Making the idea of “escape” accessible on a morning walk in Lal Bagh Botanical Garden, Bangalore.
I woke up one December morning in Bangalore with a huge grin on my face. What a wonderful day it was to be alive. I was finally going to see a Spotted Owlet!
It isn’t often that I wake up with the mission of spotting a specific bird, but I had never seen an owl in the wild before, and was intrigued when Harsha (of Gundmi fame) declared that he could change this. A keen birder, he said he knew exactly where to look, and I was impressed with his confidence. We were going to go to Lal Bagh Botanical Garden, a 240-acre park in the middle of urban Bangalore.
We reached the park when the sun was just rising. We climbed the “Lalbagh Rock”, a hillock made of grey-black, stratified gneiss rock. (I later learned that it was 3,000 million years old!). We sat on the cool stone, watching pigeons bathe in the growing light. I’ve always had a soft spot for sunrises, but what I like best is how slowly and gently dawn breaks. You can’t urge it to hurry up. The sun will rise at its own pace.
We scrambled down the rock and joined the other walkers who marched briskly on the muddy path. They all looked very serious about getting their morning exercise in. We walked past impressive statues carved from the wood of fallen trees: an eagle made from a 200-year old “Nilgiri tree”, and a crocodile that looked all too real from afar. The damaged trees were carved by local artists after they fell in a 2017 storm.
We approached a small group of trees and Harsha suddenly paused. “Look up,” he announced. Ah, two words that always assure magic.
And sure enough, sitting on the branch of a leafy ficus tree was a spotted owlet, eyes closed. It sat absolutely still, looking like a small cuddly bear. As I stared at it, its white eyelids opened slowly, just a little bit. It evaluated us through two narrow slits, decided we were unworthy of its attention, and went back its Vipassana-like meditative state. A few passers-by came to see what we were looking at, but didn’t look surprised at all to find the owl: it was a regular sight for many. They did a “namaste” sign, bowed their heads and continued on their determined stride.
The breeze gently ruffled Little Goobe’s* brown-and-white feathers and rustled the leaves of the tree, but our owl was content, unbothered.
After a while, the owl decided that this was enough of a morning adventure and took off unexpectedly, flying into a hole in the trunk of the tree. From there, it peered out again, eyes half-closed. I smiled, remembering a story my father-in-law had told me. In the Uttarakhand village he grew up in, a spotted owlet would sit on a wire overlooking the village’s main street. At night, when someone walked past, it would make loud noises. This often alerted other people in the village of someone’s presence, like a warning sign or an alarm. He recalled the bird as being called khaskoodar. Little kids would get scared when they heard the bird’s call, but the elder would say, “Hush, don’t worry, it’s not an ullu (owl). It’s only a khaskoodar!” Harsha showed me three more owlets, and I waited for them to call out but no luck.

Dataset records on object locations
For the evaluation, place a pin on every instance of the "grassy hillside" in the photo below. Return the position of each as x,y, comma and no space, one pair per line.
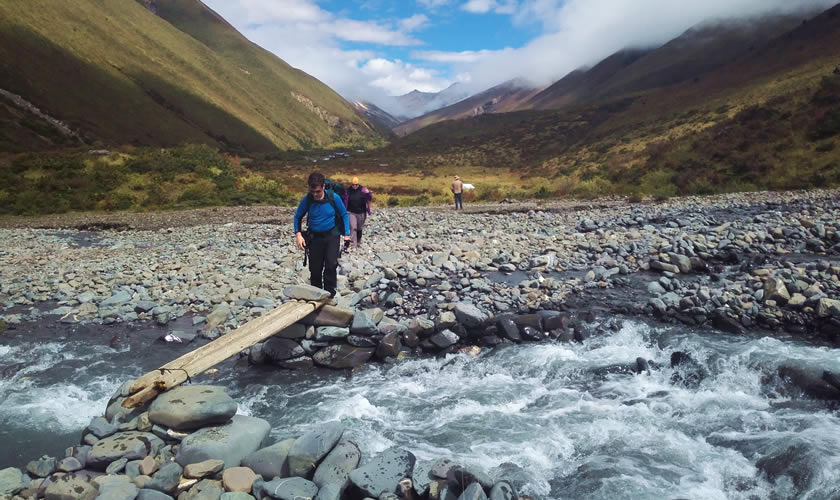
765,119
119,74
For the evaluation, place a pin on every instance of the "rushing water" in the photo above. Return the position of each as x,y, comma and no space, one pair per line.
541,413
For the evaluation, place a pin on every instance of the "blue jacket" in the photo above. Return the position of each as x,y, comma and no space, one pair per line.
321,214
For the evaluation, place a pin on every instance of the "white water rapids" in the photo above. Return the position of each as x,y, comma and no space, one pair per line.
538,413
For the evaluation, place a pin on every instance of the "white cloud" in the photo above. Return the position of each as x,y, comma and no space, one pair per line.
465,56
431,4
582,32
572,33
484,6
414,22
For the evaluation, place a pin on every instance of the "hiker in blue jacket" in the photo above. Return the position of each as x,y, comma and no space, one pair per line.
327,221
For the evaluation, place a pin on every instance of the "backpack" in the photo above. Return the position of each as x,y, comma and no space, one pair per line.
328,193
336,187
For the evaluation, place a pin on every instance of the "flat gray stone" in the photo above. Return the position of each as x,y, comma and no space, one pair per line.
305,292
166,478
70,487
329,316
384,472
327,333
337,465
342,356
310,448
277,349
363,324
271,461
130,445
11,481
189,407
230,442
290,488
470,315
118,490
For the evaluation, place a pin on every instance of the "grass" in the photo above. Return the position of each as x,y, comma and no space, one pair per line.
131,77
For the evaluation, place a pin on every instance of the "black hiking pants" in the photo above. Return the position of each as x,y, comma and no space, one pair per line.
323,261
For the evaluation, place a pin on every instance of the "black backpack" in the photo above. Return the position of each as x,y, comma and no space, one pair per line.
328,193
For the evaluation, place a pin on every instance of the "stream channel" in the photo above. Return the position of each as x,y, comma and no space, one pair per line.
544,414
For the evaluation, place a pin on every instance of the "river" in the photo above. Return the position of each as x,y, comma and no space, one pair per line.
545,414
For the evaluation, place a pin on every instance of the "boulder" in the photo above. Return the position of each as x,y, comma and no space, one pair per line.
270,461
775,289
469,315
130,445
329,316
230,442
11,481
238,479
337,465
305,292
189,407
70,487
290,488
342,356
383,473
310,448
364,324
278,349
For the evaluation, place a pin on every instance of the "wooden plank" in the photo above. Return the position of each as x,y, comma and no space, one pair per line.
191,364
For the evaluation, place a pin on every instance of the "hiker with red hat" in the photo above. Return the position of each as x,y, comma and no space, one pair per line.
457,189
357,199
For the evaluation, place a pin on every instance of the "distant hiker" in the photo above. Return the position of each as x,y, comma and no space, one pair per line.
357,199
327,220
457,189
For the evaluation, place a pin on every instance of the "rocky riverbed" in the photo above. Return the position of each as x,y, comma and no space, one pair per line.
427,280
734,262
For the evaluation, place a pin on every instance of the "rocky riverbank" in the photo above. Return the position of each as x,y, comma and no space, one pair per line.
734,262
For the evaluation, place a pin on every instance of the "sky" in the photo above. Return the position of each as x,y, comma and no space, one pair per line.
370,49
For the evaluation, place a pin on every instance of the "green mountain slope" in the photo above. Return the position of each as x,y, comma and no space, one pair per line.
118,74
767,118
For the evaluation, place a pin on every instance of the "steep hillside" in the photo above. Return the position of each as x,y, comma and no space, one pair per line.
377,115
700,50
768,118
508,96
117,73
580,85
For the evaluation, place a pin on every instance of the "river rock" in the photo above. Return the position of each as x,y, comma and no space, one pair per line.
42,467
310,448
328,333
503,491
270,461
189,407
203,469
278,349
11,481
166,479
383,473
337,465
775,289
118,490
290,488
329,316
294,331
470,315
70,487
473,492
231,442
305,292
238,479
130,445
363,324
342,356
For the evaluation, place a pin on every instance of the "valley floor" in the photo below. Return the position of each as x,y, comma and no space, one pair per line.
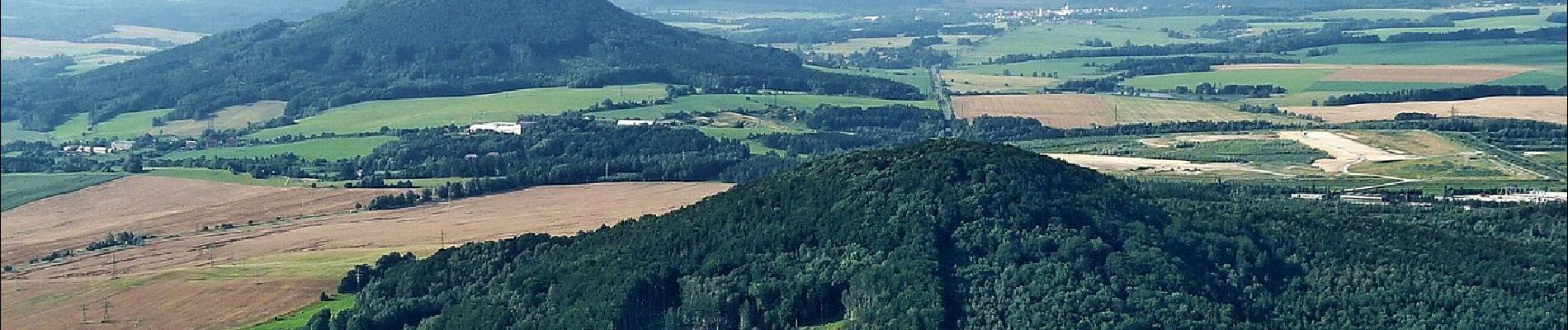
190,279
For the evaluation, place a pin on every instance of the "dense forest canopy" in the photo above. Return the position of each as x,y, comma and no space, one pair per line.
963,235
395,49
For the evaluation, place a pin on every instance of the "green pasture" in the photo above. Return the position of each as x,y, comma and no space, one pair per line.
311,149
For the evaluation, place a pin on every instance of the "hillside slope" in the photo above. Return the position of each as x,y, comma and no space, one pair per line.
394,49
958,235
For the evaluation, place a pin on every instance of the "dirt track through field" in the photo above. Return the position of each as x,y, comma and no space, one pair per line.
205,280
1344,150
1536,108
156,205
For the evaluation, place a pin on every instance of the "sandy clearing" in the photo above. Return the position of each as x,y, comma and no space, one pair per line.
1160,143
1343,150
156,205
168,265
1052,110
1151,165
1536,108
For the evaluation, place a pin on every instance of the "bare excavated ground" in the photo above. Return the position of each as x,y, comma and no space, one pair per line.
1534,108
209,279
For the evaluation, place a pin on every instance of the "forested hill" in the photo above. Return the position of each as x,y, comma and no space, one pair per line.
961,235
391,49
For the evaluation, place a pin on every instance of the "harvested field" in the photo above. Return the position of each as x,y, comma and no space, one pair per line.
1344,150
1057,110
1081,110
1429,74
231,118
1399,74
1536,108
134,31
281,266
1200,138
1150,165
156,205
29,47
966,82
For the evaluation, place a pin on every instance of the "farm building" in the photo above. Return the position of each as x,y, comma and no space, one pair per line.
123,146
498,127
643,122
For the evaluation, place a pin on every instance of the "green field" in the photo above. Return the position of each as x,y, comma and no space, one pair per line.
125,127
1278,152
313,149
1454,52
1054,38
13,132
1065,68
300,318
1292,80
217,176
728,102
913,77
1282,26
1545,77
1186,24
1376,87
432,111
22,188
1374,15
1518,22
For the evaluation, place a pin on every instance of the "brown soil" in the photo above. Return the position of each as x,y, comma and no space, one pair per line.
233,279
1052,110
156,205
1537,108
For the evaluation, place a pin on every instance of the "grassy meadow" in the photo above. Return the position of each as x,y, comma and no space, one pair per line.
22,188
726,102
1054,38
433,111
313,149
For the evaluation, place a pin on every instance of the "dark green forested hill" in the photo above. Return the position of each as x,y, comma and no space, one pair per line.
391,49
961,235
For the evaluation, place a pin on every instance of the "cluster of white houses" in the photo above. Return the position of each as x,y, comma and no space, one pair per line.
517,127
113,148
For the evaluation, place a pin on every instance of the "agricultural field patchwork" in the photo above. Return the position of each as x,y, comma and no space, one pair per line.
1066,36
313,149
231,118
913,77
1079,110
966,82
728,102
433,111
1454,52
1292,80
1536,108
284,265
22,188
134,31
29,47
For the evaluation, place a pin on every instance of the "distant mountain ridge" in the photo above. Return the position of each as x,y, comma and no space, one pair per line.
394,49
960,235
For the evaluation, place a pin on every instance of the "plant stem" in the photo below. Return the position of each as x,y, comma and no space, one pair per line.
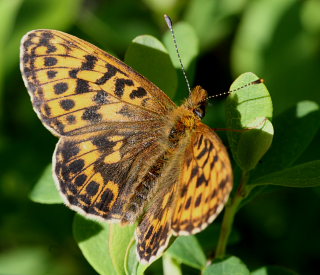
228,218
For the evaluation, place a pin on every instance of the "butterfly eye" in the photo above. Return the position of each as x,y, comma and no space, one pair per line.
200,111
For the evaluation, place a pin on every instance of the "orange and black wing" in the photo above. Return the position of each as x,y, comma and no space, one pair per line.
205,183
106,115
75,86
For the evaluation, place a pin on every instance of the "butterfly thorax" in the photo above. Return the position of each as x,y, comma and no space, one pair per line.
185,118
180,124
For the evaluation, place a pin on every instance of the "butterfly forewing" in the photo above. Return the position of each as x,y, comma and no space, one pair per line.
74,85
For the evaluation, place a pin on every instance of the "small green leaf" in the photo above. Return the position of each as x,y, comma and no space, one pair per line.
45,190
25,260
303,175
253,144
231,265
273,270
187,42
92,238
149,57
107,247
170,265
294,131
249,106
186,249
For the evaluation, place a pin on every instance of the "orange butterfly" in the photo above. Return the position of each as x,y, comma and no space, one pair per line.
126,152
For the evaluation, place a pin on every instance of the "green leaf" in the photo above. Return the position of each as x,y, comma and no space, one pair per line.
231,265
106,246
273,270
170,265
149,57
253,144
211,19
294,131
186,249
249,106
45,190
303,175
8,12
28,261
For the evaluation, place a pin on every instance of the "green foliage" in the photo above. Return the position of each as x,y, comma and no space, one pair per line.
277,145
230,265
45,190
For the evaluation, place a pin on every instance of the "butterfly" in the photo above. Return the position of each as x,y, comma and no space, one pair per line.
126,152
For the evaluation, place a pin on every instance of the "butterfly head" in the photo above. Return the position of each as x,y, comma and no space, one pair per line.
197,101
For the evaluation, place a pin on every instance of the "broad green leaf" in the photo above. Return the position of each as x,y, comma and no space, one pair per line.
303,175
93,238
294,130
211,19
45,190
106,246
231,265
256,31
149,57
249,107
253,144
186,249
273,270
170,265
188,44
261,44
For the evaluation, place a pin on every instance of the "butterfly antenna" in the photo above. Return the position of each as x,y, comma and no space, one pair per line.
169,23
258,81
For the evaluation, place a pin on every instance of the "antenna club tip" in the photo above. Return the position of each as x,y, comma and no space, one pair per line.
258,81
168,20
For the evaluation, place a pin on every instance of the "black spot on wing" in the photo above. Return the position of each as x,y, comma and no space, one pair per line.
92,188
51,74
198,201
50,61
89,63
82,86
112,70
60,88
139,93
76,166
80,180
91,114
71,119
201,180
101,97
120,84
188,203
67,104
103,143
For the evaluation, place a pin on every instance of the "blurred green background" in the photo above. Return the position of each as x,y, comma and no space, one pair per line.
279,40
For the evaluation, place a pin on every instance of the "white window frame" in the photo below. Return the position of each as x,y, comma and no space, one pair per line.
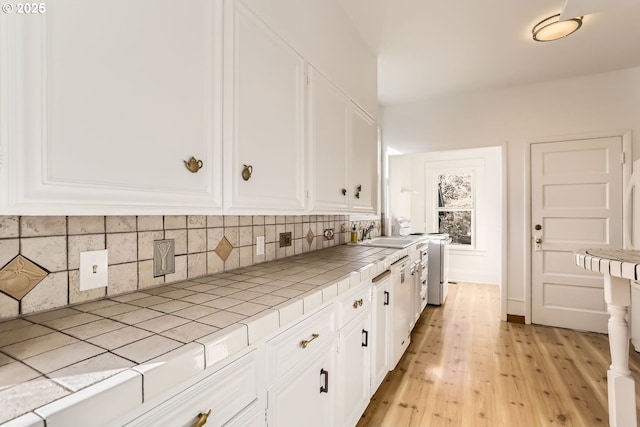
472,167
472,209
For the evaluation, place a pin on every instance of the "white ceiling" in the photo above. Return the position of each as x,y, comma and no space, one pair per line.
429,48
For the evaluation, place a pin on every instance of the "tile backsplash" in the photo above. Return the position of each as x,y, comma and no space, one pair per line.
40,255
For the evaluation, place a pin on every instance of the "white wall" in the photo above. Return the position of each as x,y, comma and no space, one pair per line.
594,103
408,173
323,34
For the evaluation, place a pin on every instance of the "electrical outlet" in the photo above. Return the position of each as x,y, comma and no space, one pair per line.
260,245
328,234
94,272
285,239
164,257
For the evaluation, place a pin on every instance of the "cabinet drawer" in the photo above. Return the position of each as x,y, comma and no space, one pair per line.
353,303
226,393
300,343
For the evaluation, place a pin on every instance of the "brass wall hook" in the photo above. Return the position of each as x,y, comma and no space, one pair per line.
246,172
193,165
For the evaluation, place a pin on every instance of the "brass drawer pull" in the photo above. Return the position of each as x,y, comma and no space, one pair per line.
202,419
305,343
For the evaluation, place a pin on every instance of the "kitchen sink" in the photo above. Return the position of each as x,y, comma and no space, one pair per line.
390,242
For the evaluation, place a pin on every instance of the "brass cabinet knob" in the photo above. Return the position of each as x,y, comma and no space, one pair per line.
305,343
193,164
247,170
202,419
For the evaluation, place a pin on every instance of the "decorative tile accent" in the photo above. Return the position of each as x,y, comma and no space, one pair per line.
224,249
20,276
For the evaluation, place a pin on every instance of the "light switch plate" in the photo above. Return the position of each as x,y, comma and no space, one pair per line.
94,270
164,257
260,245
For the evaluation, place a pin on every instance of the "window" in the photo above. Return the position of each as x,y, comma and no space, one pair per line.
455,211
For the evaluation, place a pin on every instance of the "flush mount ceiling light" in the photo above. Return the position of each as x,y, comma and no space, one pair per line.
553,29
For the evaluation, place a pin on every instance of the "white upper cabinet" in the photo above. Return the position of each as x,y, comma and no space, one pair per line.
363,162
264,137
328,141
343,142
103,104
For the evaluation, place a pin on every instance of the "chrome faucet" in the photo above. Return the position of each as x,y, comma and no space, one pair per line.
367,231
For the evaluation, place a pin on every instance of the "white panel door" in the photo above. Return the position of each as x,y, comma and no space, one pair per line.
363,162
108,101
328,137
264,82
576,202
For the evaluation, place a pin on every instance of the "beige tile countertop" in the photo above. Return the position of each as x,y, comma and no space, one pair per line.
622,263
51,358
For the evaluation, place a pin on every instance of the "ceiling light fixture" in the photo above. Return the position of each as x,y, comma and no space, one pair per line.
553,29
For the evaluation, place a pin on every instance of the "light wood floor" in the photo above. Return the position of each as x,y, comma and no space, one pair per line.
464,367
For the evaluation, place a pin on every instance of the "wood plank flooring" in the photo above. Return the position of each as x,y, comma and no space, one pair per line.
464,367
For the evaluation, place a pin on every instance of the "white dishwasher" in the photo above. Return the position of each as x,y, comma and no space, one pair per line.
401,306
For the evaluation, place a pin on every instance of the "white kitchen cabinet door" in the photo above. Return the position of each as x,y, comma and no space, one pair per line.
264,117
380,333
363,162
329,110
307,396
354,369
103,103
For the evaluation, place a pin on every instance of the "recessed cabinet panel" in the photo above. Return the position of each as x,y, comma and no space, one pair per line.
363,162
226,393
128,94
329,138
306,398
264,123
380,330
354,362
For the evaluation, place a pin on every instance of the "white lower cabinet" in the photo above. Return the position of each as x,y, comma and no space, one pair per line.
307,396
253,416
354,369
226,393
380,330
319,372
301,373
354,355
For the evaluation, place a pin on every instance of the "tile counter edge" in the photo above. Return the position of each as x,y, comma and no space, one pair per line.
175,367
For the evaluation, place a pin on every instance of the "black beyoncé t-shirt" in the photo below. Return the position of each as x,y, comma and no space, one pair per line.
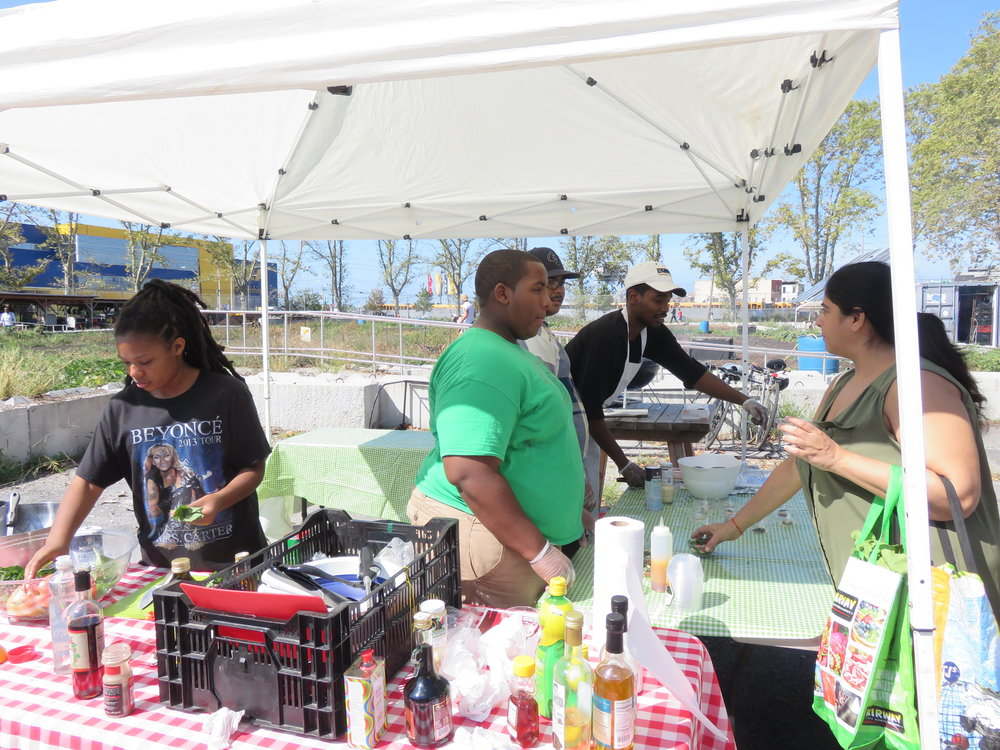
173,451
597,359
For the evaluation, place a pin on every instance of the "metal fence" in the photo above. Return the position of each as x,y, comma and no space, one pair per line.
380,342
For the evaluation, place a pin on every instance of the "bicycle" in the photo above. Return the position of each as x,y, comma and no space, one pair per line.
764,384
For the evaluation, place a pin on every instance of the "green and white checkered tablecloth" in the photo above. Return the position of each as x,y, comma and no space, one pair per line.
362,471
766,586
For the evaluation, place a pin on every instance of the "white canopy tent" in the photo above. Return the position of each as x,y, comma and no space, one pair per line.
329,119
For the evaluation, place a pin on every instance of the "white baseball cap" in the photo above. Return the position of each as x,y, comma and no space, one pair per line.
655,275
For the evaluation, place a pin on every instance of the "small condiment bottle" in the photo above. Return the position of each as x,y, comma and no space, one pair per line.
118,696
522,711
661,549
439,631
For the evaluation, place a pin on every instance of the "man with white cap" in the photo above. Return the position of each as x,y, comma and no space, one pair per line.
607,353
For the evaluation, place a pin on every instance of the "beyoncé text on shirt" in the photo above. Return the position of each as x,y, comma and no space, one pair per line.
196,428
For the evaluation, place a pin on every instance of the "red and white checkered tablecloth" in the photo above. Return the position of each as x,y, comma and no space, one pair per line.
39,712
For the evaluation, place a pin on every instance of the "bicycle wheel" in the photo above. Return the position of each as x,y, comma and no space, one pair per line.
719,417
761,435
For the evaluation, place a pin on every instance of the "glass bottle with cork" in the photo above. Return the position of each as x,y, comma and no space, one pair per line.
427,695
62,593
85,625
619,604
522,710
572,691
614,693
551,618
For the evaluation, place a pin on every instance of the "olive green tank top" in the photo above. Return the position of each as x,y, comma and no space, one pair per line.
840,506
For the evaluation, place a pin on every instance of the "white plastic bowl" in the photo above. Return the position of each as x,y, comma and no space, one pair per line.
711,475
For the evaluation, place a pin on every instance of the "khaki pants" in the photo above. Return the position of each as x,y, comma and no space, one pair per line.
492,575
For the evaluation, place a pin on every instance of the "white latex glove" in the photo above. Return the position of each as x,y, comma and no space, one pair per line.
554,563
755,410
634,475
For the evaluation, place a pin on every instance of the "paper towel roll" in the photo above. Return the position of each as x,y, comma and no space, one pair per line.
618,547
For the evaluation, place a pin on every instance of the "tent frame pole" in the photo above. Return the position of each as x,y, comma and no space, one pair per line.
911,428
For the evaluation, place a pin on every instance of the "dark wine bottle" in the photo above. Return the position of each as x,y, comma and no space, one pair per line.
85,625
427,703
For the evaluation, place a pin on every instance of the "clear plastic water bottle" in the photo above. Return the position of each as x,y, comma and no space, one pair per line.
62,595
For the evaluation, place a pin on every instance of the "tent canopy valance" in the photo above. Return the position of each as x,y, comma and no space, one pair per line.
474,118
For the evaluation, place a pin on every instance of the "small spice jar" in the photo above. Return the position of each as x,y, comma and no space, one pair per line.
118,696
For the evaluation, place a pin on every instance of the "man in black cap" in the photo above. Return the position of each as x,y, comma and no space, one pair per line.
607,353
548,348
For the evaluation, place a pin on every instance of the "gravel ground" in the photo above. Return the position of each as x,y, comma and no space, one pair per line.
768,690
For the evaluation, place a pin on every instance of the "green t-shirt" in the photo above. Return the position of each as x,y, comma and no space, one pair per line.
489,397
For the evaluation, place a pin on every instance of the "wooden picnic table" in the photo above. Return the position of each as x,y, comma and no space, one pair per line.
664,423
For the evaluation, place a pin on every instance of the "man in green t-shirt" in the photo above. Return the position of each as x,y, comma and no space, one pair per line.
506,463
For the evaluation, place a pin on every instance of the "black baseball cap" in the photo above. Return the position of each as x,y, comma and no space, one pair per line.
553,265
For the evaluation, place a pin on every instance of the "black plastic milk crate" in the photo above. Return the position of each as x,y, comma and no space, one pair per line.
289,675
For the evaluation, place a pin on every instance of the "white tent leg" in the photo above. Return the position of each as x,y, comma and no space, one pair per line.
265,338
897,190
745,338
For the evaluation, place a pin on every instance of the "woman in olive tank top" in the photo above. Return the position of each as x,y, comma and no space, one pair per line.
842,459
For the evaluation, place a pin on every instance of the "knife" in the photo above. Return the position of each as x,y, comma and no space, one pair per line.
12,503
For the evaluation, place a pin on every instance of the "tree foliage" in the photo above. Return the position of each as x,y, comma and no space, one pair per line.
830,198
458,259
424,300
398,261
718,256
333,253
955,140
142,252
289,263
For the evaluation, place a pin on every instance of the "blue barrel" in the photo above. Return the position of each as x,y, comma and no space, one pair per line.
816,364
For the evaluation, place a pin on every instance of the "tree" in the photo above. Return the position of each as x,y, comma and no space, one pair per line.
398,260
605,258
718,255
375,302
241,261
332,253
457,258
954,134
12,275
289,265
142,252
831,200
60,238
424,300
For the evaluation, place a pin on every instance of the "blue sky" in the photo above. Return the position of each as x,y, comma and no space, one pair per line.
933,36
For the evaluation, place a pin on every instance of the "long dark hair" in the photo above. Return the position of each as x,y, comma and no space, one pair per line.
867,287
166,311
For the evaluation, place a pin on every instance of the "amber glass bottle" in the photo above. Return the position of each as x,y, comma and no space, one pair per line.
614,693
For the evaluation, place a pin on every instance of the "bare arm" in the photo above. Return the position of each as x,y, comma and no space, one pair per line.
493,502
245,482
76,504
949,444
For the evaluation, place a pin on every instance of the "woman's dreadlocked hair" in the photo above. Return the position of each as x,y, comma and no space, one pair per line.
166,311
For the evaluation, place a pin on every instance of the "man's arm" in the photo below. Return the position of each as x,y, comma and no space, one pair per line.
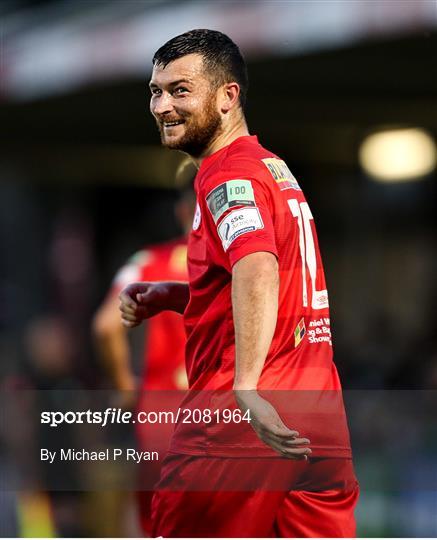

Objective 1.
Answer these questions about the owlet account:
(a) How old is the rock of the "Lalbagh Rock" hillock?
(b) What was the eagle statue carved from?
(c) What name did the father-in-law recall for the spotted owlet in his village?
Objective 2.
Pick out every row containing the string "tent", treating uppercase and lowercase as different.
The rows have no connection to the owlet account.

Right answer 1.
(a) 3,000 million years old.
(b) A 200-year old "Nilgiri tree".
(c) Khaskoodar.

Right answer 2.
For the evaluation, place a pin on every instance of the "white canopy tent" in the photo above. Return the position of each as x,y, comma and no space, one pair per line.
For the evaluation, place a pin on every instance of the "tent frame pole" in the photo above. Return the position of each as x,y, comma and no space, one pair per line.
For the evaluation, place a pin on every instance of the "tent canopy valance" in the photo above. Return the position of each as x,y, comma and no space, one pair per line.
For the evaluation, place a pin on every instance of the "white tent leg" in the photo above. Return the position of each as x,y, comma and no space, one pair per line.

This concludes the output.